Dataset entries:
────
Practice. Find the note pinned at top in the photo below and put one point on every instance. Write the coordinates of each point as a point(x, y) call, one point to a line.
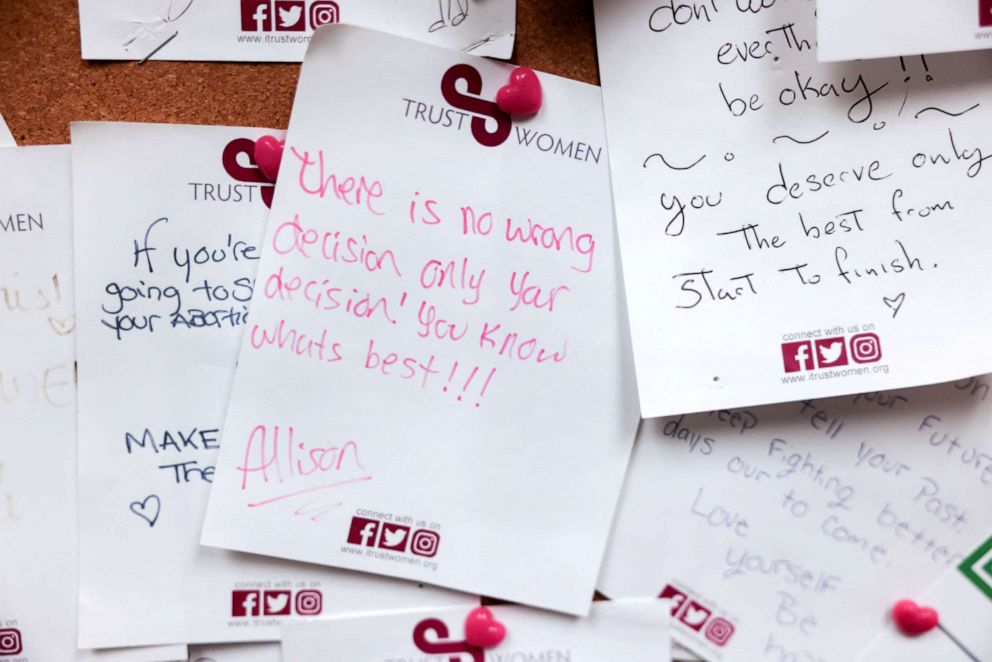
point(853, 30)
point(169, 220)
point(801, 524)
point(280, 30)
point(435, 368)
point(962, 598)
point(629, 630)
point(791, 229)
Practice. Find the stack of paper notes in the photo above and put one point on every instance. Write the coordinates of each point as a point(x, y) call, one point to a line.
point(710, 343)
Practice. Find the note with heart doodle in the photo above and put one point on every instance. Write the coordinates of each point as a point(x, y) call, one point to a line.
point(895, 303)
point(38, 480)
point(62, 327)
point(147, 509)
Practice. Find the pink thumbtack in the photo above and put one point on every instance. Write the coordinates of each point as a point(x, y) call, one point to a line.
point(522, 95)
point(912, 619)
point(268, 156)
point(482, 629)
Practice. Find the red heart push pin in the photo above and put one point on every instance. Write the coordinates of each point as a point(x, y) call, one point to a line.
point(268, 156)
point(912, 619)
point(522, 95)
point(482, 629)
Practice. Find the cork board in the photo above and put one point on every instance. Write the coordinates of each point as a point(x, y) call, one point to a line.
point(45, 84)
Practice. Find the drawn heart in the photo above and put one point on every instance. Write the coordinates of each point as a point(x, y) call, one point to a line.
point(522, 95)
point(268, 155)
point(895, 303)
point(147, 509)
point(912, 619)
point(63, 327)
point(482, 629)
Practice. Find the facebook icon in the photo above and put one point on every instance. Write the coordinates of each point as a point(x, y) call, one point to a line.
point(245, 603)
point(256, 16)
point(797, 356)
point(363, 531)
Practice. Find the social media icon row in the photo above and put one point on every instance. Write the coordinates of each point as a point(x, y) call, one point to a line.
point(831, 352)
point(396, 537)
point(287, 15)
point(279, 602)
point(697, 617)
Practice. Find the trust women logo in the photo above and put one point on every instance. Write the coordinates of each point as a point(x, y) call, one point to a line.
point(490, 125)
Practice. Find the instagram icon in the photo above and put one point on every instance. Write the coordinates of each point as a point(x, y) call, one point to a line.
point(309, 603)
point(10, 641)
point(324, 12)
point(865, 348)
point(424, 543)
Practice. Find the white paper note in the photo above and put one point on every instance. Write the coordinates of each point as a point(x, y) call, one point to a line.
point(791, 229)
point(799, 525)
point(962, 598)
point(435, 373)
point(6, 137)
point(38, 416)
point(167, 231)
point(853, 30)
point(629, 630)
point(261, 652)
point(279, 30)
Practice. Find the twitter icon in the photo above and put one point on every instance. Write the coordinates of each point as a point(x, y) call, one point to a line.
point(394, 537)
point(831, 352)
point(289, 15)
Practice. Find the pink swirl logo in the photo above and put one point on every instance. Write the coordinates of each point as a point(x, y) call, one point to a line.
point(439, 646)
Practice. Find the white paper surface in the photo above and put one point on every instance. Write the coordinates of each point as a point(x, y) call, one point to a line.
point(430, 457)
point(800, 525)
point(279, 30)
point(879, 206)
point(38, 416)
point(261, 652)
point(963, 600)
point(629, 630)
point(154, 375)
point(6, 138)
point(851, 30)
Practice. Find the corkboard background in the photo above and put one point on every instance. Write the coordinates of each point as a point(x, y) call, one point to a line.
point(45, 84)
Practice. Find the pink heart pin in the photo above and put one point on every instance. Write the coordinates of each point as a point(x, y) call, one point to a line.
point(912, 619)
point(522, 95)
point(482, 629)
point(268, 155)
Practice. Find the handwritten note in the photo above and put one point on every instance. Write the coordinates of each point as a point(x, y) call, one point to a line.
point(435, 366)
point(280, 30)
point(167, 247)
point(850, 30)
point(801, 524)
point(791, 229)
point(38, 535)
point(632, 630)
point(962, 597)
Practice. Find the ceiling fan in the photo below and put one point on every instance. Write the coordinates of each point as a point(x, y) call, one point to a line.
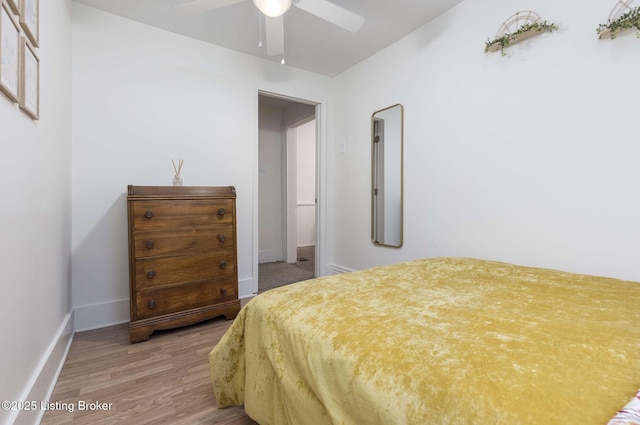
point(274, 11)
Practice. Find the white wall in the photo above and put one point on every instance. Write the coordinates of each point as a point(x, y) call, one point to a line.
point(35, 222)
point(530, 158)
point(306, 162)
point(142, 97)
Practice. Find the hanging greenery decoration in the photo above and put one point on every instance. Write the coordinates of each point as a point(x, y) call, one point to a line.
point(524, 32)
point(627, 20)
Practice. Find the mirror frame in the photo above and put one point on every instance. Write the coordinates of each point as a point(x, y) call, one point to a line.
point(373, 177)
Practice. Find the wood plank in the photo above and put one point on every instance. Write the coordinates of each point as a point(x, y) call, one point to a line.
point(161, 381)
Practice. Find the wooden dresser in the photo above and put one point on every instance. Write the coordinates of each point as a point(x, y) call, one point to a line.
point(182, 256)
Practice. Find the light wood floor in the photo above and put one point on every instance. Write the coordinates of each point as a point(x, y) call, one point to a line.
point(161, 381)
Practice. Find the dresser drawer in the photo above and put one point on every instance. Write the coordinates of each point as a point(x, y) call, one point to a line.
point(177, 213)
point(159, 301)
point(170, 270)
point(183, 241)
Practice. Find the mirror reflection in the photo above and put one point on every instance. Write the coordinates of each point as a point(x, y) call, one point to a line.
point(386, 176)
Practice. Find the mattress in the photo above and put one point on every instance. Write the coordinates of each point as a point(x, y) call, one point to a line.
point(434, 341)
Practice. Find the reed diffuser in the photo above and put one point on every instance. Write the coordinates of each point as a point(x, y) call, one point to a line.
point(177, 180)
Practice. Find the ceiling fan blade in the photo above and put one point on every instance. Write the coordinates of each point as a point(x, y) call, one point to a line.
point(333, 13)
point(198, 6)
point(274, 34)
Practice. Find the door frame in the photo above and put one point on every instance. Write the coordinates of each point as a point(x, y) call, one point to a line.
point(321, 178)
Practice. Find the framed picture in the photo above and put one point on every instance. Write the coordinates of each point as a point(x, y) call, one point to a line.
point(13, 4)
point(29, 80)
point(9, 54)
point(30, 20)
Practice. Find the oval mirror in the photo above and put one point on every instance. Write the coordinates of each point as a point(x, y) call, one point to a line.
point(386, 176)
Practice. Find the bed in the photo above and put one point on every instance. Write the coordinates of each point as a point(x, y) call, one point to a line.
point(435, 341)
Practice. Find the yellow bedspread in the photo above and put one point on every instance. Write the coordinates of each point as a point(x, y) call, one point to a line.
point(436, 341)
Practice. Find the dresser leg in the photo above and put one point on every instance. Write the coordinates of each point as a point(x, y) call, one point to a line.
point(140, 334)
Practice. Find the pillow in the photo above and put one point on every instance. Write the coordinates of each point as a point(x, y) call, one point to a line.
point(630, 414)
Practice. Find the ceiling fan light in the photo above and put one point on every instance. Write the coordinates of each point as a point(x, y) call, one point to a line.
point(273, 8)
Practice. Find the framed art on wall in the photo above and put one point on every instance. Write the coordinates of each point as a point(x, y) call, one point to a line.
point(30, 80)
point(9, 54)
point(30, 20)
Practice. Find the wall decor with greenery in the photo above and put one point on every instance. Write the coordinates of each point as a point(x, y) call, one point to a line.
point(623, 16)
point(518, 27)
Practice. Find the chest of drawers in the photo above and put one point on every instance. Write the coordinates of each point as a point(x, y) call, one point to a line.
point(182, 256)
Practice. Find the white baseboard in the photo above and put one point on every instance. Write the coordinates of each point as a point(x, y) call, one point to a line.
point(43, 381)
point(95, 316)
point(336, 269)
point(270, 256)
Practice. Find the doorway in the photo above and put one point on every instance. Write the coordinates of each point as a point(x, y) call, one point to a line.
point(288, 245)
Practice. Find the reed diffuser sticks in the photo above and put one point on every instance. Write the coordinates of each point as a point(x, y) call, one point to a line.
point(177, 181)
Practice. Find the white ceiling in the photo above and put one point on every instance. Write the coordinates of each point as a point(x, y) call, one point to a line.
point(310, 43)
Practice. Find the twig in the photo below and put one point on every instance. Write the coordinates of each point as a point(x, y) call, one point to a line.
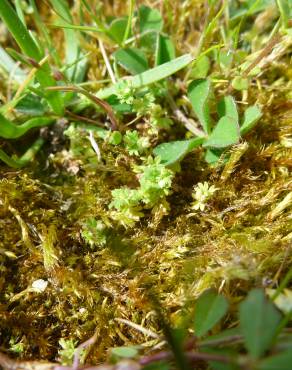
point(140, 328)
point(107, 62)
point(266, 51)
point(101, 103)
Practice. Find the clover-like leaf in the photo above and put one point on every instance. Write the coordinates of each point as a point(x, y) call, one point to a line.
point(132, 59)
point(251, 117)
point(227, 107)
point(259, 320)
point(165, 50)
point(225, 133)
point(149, 19)
point(199, 93)
point(175, 151)
point(281, 361)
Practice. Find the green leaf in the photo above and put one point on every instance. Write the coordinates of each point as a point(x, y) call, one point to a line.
point(175, 151)
point(149, 19)
point(225, 133)
point(259, 321)
point(251, 117)
point(225, 59)
point(199, 93)
point(165, 50)
point(227, 107)
point(124, 352)
point(282, 361)
point(201, 67)
point(132, 59)
point(30, 48)
point(152, 75)
point(212, 156)
point(74, 57)
point(31, 105)
point(210, 307)
point(240, 83)
point(117, 29)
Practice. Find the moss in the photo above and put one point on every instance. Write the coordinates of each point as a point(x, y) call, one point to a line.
point(240, 239)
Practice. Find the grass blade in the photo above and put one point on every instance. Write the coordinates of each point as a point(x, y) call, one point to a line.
point(152, 75)
point(26, 158)
point(9, 130)
point(29, 47)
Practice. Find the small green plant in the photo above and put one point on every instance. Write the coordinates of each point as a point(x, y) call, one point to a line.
point(256, 340)
point(67, 351)
point(202, 192)
point(135, 144)
point(94, 232)
point(226, 132)
point(155, 183)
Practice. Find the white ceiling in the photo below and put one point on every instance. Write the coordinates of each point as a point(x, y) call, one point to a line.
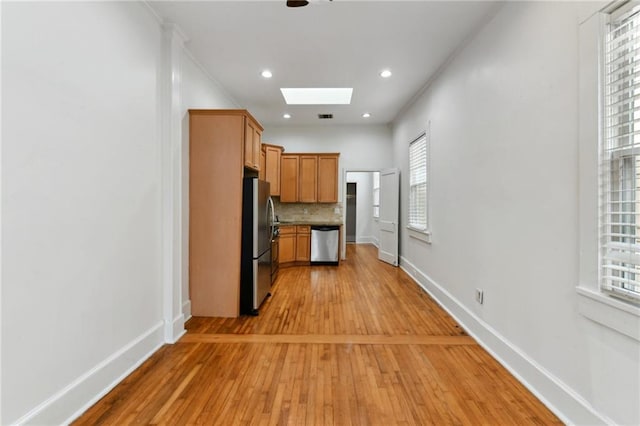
point(340, 43)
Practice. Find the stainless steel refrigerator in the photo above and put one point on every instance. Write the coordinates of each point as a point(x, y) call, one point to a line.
point(257, 229)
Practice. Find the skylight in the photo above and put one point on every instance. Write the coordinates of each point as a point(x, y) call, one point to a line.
point(317, 96)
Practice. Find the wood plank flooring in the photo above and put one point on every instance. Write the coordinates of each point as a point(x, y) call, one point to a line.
point(358, 344)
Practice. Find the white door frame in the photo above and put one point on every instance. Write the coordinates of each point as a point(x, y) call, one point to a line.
point(343, 239)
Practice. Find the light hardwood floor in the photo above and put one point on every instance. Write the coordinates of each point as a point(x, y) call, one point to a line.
point(359, 344)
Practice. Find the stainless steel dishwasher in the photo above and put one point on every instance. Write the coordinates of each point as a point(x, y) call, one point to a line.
point(324, 244)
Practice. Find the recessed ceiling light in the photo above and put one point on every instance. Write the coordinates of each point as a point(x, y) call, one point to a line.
point(317, 96)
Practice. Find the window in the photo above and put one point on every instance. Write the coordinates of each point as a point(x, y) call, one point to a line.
point(376, 194)
point(418, 184)
point(620, 158)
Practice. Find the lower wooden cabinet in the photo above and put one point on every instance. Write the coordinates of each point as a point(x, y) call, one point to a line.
point(295, 244)
point(287, 246)
point(303, 243)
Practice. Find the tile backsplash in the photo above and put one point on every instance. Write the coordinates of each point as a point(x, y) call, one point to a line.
point(307, 211)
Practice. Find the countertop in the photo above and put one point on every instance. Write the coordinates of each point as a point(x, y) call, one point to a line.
point(309, 222)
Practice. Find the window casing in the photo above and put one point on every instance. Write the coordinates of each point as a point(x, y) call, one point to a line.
point(419, 184)
point(620, 157)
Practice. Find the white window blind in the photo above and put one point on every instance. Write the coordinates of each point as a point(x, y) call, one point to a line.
point(620, 158)
point(418, 175)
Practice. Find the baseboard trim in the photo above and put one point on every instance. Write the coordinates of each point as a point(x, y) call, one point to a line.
point(69, 403)
point(186, 310)
point(364, 240)
point(565, 403)
point(177, 328)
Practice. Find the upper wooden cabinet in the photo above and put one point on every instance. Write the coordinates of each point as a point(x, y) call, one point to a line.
point(263, 164)
point(271, 166)
point(252, 143)
point(289, 178)
point(309, 178)
point(328, 178)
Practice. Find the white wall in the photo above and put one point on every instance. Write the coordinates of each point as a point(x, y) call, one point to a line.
────
* Activity
Print the line containing "Practice. Find the upper" and every line after it to the end of the records above, exactly as written, and nothing else.

* Task answer
Practice. Find the upper wooden cabinet in the photo above and put one point on every instance. Write the coordinates of each point as a point(x, y) call, one point to a line.
point(263, 164)
point(271, 166)
point(252, 143)
point(289, 178)
point(309, 178)
point(328, 178)
Practice. Find the white wall in the photo above and put one point on every instance. Write the coordinates of each point as a point(x, y) call, one point to a line.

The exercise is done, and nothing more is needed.